··· Dataset records

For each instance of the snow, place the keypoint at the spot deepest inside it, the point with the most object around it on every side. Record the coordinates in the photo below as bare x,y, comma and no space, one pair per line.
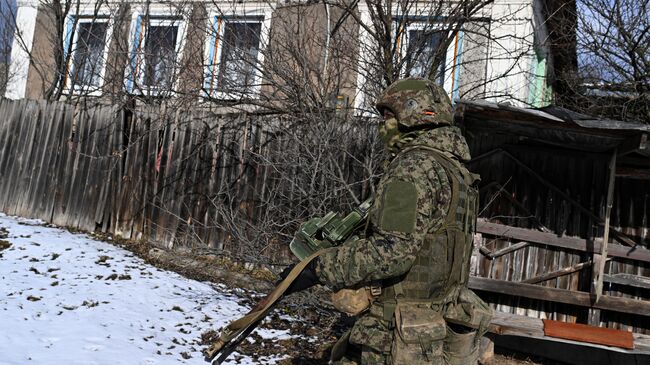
68,299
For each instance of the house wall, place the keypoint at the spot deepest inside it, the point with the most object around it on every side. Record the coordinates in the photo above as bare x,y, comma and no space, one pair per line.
511,52
500,57
42,66
25,23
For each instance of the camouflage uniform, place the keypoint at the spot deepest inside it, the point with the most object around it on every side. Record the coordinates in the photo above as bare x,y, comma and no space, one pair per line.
417,250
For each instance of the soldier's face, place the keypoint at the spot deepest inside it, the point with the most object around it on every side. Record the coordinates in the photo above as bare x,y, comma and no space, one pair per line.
388,130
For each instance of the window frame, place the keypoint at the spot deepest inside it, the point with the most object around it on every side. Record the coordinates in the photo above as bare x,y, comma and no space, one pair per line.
135,73
214,41
362,102
72,37
450,65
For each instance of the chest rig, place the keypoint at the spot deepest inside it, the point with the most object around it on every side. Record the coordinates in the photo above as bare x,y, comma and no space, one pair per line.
442,265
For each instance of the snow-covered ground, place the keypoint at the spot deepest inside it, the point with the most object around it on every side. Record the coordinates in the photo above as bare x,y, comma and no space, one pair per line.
68,299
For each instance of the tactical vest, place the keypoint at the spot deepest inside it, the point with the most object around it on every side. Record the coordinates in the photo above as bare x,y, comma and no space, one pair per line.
442,265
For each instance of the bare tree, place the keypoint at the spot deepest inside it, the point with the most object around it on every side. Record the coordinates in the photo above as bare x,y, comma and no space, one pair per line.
273,113
610,72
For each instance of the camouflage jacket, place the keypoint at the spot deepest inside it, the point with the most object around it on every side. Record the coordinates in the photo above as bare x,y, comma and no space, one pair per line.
396,234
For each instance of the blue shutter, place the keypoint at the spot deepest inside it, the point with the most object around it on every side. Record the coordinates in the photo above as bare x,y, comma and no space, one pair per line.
135,54
459,53
211,68
70,20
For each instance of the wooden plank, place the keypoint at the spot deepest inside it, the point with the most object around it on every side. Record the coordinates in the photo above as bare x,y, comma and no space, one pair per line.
616,304
585,333
550,239
517,325
557,273
504,251
628,279
600,257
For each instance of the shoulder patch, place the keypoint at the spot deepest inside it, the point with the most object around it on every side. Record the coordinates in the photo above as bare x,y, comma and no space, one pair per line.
399,207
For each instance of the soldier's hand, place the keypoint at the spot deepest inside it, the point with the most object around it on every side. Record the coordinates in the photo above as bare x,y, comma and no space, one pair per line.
305,280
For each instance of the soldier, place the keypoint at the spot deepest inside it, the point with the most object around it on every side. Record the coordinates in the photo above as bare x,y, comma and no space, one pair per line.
416,252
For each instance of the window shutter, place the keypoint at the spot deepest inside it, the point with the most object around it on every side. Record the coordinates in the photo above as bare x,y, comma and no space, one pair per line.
209,81
135,54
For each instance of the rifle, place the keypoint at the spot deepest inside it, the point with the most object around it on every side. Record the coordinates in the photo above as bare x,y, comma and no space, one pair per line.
311,238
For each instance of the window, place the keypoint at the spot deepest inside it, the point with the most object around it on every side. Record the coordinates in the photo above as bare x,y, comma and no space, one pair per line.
421,44
155,54
234,57
88,59
160,55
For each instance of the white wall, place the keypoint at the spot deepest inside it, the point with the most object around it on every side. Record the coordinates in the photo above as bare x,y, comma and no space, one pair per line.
22,46
511,52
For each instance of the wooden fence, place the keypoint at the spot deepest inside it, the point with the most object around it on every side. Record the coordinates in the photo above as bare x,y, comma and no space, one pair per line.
233,182
242,183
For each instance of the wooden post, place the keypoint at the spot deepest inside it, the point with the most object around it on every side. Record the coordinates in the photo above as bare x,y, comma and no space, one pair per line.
600,259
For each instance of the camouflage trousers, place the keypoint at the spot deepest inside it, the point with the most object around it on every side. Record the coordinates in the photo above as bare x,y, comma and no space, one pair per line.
400,341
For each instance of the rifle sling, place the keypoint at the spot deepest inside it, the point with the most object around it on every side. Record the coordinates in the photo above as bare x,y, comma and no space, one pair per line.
261,309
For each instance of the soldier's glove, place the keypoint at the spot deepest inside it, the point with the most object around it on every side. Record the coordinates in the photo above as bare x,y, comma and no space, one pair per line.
305,280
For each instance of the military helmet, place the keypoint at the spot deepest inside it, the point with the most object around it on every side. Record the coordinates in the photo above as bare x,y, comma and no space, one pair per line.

······

Work item. Type the entries again verbatim. Drop the images.

Worked solution.
For each instance of the snow, place the keypoint at the spot deepest inside it, the point with the most object around it on every side. Record the coordinates in the photo below as bare x,y, comma and no space, one pair per line.
68,299
For each instance of the house wall, place the keypoint at the spot deepest inside it, the point with the most object around it on every side. Record the coordinates in the photo above as bare x,y, comma and no space, one pair per line.
511,52
500,57
42,66
25,23
For each instance of the camouflage uniform, place the keypoint at the spot deepest inside it, the point with the most object around it on every side. Record the coordinates in the photo above as bare x,y, comma and no space, one pair per line.
417,250
For each instance of the soldier's face, place the keypoint at the spot deepest inside it, the point with the most object around it on every side. Record the coordinates in the photo above as bare x,y, comma and no space, one pair per line.
388,130
For each instance of the window frame, place the keypoint at the spot deepest inside it, the point with the most object around it on every side. Record the coordinates in the photo above as bare x,y, comma and no space, one pair per line.
135,73
214,41
362,102
72,37
450,65
For each instance of the chest rig, place the keypoint at the spot deepest inside it, the point with the most object around it on every side. Record the coordinates in the photo above as bare x,y, comma and no space, one pair per line.
442,265
For each instance of the snow-covered ground, place the keypoint at the spot deepest inside it, the point with the most object around it on every side. Record the coordinates in the photo above as bare x,y, comma and no space, one pair per line.
68,299
For each instance of the tactical vest, place the keypoint at the spot deepest inside it, the point with the most object around it on every side. Record the coordinates in the photo above as bare x,y, comma and no space, one pair per line.
442,265
For each instance of the bare tree, place the keypoint at the spot deepest inside it, the point with the most object around it on every side. Record the coordinates in the photo above as bare x,y, comma and no space, one pair per line.
273,113
610,72
For each instance of the camouflage jacket, place the keypoint at the spot deepest inside it, the point with the most object around it on every side. Record the coordinates in the photo above as bare x,y, comma and no space, one pair per line.
396,234
For each instance of the blue shutter, place the keypoint at the spot deepest inside it, the point with the most object around it on every side. Record the coordinates in the photo above as bare x,y, comma and no space, one pair per line.
135,54
459,53
211,68
70,20
For each instance of the wooden plank, place the keypoint at the spot deepest inside it, the point with the most object around it on every side. Record the coordinates in the photo above as bare x,y, comma and no space, one pair per line.
616,304
585,333
550,239
517,325
557,273
504,251
628,279
600,257
For each instance of the shoulder patch, place the keypoint at the spot deepest inside it, the point with the most object around it on every side. Record the coordinates in the photo above as bare x,y, comma and no space, one pair per line.
399,207
For each instance of the soldier's hand, place the keypoint at the spot deepest inside it, the point with the most object around it on every side. Record the coordinates in the photo above as bare x,y, comma and no space, one pair per line.
305,280
For each instance of the soldier, place the keypoint at the spot deepest inside it, the point with the most object around it on every side. Record the coordinates in the photo above as bare x,y, comma and no space, one pair per line.
416,252
For each instance of the window shutter, place the keypoint at the spot deepest inside it, the point with the most object around it on every side. Record the coordinates in the photo above as bare x,y, comma and no space, one pair per line.
209,81
135,54
For each instance of the rifle, place the keypoint at the spot deepest inside it, the point with the most object around it on every side. Record the coordinates in the photo above as bare x,y, comma and no space, one pair per line.
311,238
For each instance of the window, place the keypoint at the spot deepest inside it, the point with the most object around it on every side. Record the coordinates in the photo above as bare x,y, comma and no space, one pair per line.
421,44
155,54
234,57
88,59
160,55
For each instance of the white wall, place the keypoint at the spot deepest inside it, the point with the most object around it on every side. Record the coordinates in the photo above as bare x,y, comma and no space, one pair per line.
22,46
511,52
For each instance of the wooden fence, place the keypoint at the spot deepest inside it, the point with the most object around it on every side. Record the coordinates in the photo above as bare x,y, comma and no space, one pair per line.
233,182
242,183
For each instance of the wooden post, place the keypoint at the spot deepest inside it, the point with the most object around it on every side. Record the coordinates in the photo above as bare x,y, comma and no space, one pair per line.
600,259
For each instance of the camouflage trousers, place the keypoint at the spot deepest inside it, the point with the most object around it on every side. Record the coordinates in the photo above as bare x,y, comma and no space, one pair per line.
400,341
For each instance of the rifle sling, place the keypoint at the spot deepest inside it, the point with the most object around it on every side. Record the coordinates in the photo above as bare x,y, comma and no space, one pair per line.
261,309
For each instance of the soldier's glove, place the keypoint at the spot deepest inside it, the point with the most object around it on every side. Record the coordinates in the photo above as bare x,y, comma and no space, one pair per line.
305,280
For each instance of the military helmet, place the keypoint at the spot deepest inside it, the point with the most object around it on every side. Record the coordinates in the photo above as bare x,y, comma and no space, one pair per line.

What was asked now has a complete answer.